**Task set:**
(a) In the sepsis passage below, list every kind of data that the sepsis surveillance solution is said to monitor continuously.
(b) Return word for word the section of the sepsis passage below starting with "Optimizing team collaboration" and going on through "these care transitions.".

Segment Start: Selected excerpt

While on paper we had the individual pieces needed for a successful sepsis monitoring and treatment program, it took dramatic cultural change spurred by the laser focus of new leadership to see a dramatic improvement in our sepsis protocols.

Optimizing team collaboration and sepsis management workflows

With new leadership at the helm, our team took a candid look at our sepsis performance across departments to identify opportunities for improvement. After this analysis, we focused on the emergency department and patients moving into the ICU, as SEP-1 steps were often missed or delayed due to these care transitions.

With frontline clinical teams already under immense pressure, we turned to a sepsis surveillance solution that integrates with the EHR to monitor for sepsis risk in the background and send reminders when SEP-1 steps were in danger of being missed. Continuous automated surveillance of vital signs, lab results, care team assessments, and clinical documentation using clinical Natural Language Processing (cNLP) is key for achieving accurate user-friendly integration. With the technology in place, we completed extensive staff training on the technology platform and explored the best way to alert frontline staff amid their already busy workflow. In addition to charge nurses receiving SEP-1 intervention alerts through their Vocera badges, we also decided to incorporate virtual nurses who could augment on-site staff to ensure no alerts are missed.

Through thoughtful workflow changes, we received support from nurses, managers, pharmacy, and hospital leadership, which enabled our program’s success. Building on the involvement of the CEO at Phoebe Putney Memorial Hospital, we held weekly safety huddles, immediately followed by a sepsis huddle to ensure alignment across the program.

Realized improvement in compliance and care outcomes

Studies show improvement in SEP-1 compliance has a significant downstream positive impact on length of stay, readmission rates, and patient mortality. The biggest contributor to our success was the focused leadership provided—there was a deep emphasis on the best way to use our resources, and the CEO was quick to encourage teams and educate them on the systems we put in place.

Before incorporating a sepsis surveillance solution, our compliance goal was 60%, with inconsistent performance across the various SEP-1 bundle components. However, through a blend of sepsis surveillance technology, a supportive leadership team and collaboration with Wolters Kluwer, we achieved impressive improvement in SEP-1 compliance rates.

This summer, our bundled compliance scores for both the 3-hour and 6-hour bundles were over 90%. We have also seen positive shifts in trailing indicator metrics, such as mortality rates and length of stay as an organization, thanks in part to our focus on sepsis care.

Segment End: Selected excerpt
Segment Start: Information

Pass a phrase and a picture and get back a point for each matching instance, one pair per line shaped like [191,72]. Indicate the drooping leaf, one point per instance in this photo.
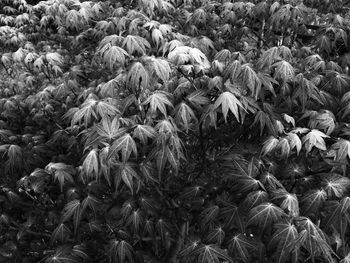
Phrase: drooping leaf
[284,71]
[264,215]
[144,132]
[242,246]
[124,144]
[158,101]
[314,139]
[228,101]
[135,44]
[283,236]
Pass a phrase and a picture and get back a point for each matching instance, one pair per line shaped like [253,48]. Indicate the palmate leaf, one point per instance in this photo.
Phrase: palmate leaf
[283,236]
[109,130]
[341,149]
[314,240]
[294,142]
[61,255]
[242,247]
[61,172]
[228,101]
[306,90]
[314,139]
[269,145]
[322,120]
[127,174]
[267,58]
[120,251]
[233,70]
[216,236]
[198,99]
[136,44]
[264,215]
[138,77]
[114,55]
[86,112]
[251,80]
[270,181]
[283,71]
[158,100]
[91,202]
[232,217]
[254,199]
[338,215]
[336,185]
[160,68]
[312,200]
[212,254]
[144,132]
[126,145]
[289,202]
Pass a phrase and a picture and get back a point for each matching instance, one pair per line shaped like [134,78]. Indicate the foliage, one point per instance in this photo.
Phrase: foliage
[174,131]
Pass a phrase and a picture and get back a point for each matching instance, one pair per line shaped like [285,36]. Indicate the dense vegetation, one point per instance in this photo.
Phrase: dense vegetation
[174,131]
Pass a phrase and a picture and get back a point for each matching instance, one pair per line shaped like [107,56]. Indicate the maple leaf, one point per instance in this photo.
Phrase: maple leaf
[54,59]
[335,185]
[160,68]
[314,240]
[127,174]
[138,76]
[294,142]
[342,150]
[251,79]
[312,200]
[267,58]
[144,132]
[289,202]
[114,55]
[212,254]
[158,100]
[264,215]
[233,70]
[62,172]
[228,101]
[242,246]
[120,251]
[254,199]
[124,144]
[284,147]
[215,236]
[135,44]
[198,99]
[283,71]
[283,236]
[314,139]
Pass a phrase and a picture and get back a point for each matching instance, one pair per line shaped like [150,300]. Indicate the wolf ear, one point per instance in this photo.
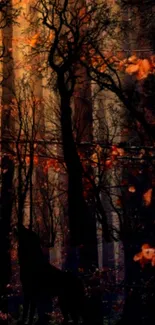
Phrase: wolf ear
[15,231]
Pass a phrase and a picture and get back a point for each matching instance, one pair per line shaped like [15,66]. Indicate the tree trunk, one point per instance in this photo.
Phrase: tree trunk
[81,223]
[5,220]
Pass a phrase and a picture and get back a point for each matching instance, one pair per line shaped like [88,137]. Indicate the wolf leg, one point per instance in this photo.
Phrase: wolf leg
[64,310]
[32,312]
[26,304]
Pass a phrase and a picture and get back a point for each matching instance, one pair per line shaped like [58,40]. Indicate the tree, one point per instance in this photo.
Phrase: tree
[69,24]
[7,18]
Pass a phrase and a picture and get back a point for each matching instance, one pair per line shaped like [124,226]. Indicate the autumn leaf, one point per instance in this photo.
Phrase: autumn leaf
[132,68]
[147,197]
[132,189]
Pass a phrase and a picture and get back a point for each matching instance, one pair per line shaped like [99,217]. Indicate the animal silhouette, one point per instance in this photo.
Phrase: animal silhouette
[41,282]
[147,255]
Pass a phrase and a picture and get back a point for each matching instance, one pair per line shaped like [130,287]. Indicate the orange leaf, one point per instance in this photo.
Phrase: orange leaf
[147,197]
[132,189]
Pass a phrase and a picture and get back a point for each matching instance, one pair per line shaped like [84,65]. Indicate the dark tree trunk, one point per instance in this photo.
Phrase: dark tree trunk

Segment End: Information

**Answer section:**
(a)
- Vital signs
- Lab results
- Care team assessments
- Clinical documentation

(b)
Optimizing team collaboration and sepsis management workflows

With new leadership at the helm, our team took a candid look at our sepsis performance across departments to identify opportunities for improvement. After this analysis, we focused on the emergency department and patients moving into the ICU, as SEP-1 steps were often missed or delayed due to these care transitions.